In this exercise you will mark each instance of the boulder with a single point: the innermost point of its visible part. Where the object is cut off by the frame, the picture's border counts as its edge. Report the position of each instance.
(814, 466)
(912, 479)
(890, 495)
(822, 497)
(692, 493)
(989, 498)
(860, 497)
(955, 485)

::::::::::

WORK TO COMPLETE.
Word for word, copy the listing above in its entirety.

TASK RESPONSE.
In this exercise you will mark each instance of the boulder with a single point: the innermost point of its visible part. Where the object is cut off by the frame, the picture's border counts as its edge. Report the position of each instance.
(814, 466)
(912, 479)
(890, 495)
(822, 497)
(692, 493)
(989, 498)
(860, 497)
(955, 485)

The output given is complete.